What the task requires
Nothing other than the lines from the one containing "If you could put a dot on the corrugated" through the last line of the data below should be output, each reproduced exactly.
===== Given information =====
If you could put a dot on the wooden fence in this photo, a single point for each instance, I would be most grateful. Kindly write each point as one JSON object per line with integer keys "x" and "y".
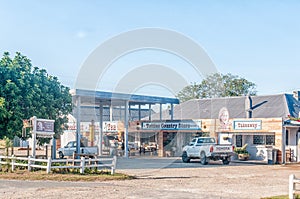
{"x": 50, "y": 164}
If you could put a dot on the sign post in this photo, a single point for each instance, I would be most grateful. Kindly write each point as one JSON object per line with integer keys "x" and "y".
{"x": 41, "y": 128}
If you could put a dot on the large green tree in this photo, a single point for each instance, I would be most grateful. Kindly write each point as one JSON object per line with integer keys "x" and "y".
{"x": 217, "y": 85}
{"x": 27, "y": 91}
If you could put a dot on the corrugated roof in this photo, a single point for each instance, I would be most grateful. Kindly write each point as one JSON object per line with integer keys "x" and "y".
{"x": 268, "y": 106}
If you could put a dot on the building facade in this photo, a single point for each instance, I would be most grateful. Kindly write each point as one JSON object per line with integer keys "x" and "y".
=====
Written solution
If you could put a dot on the corrugated roof in this photo, a single point for each instance, I would be most grateful. Kindly write each point as one JSON object per line with integer keys "x" and "y".
{"x": 268, "y": 106}
If you could put a dot on the building facade in this photo, a single point for each instance, I would be most grateful. Kindly write each point as one JSON object per line with integer keys "x" and "y".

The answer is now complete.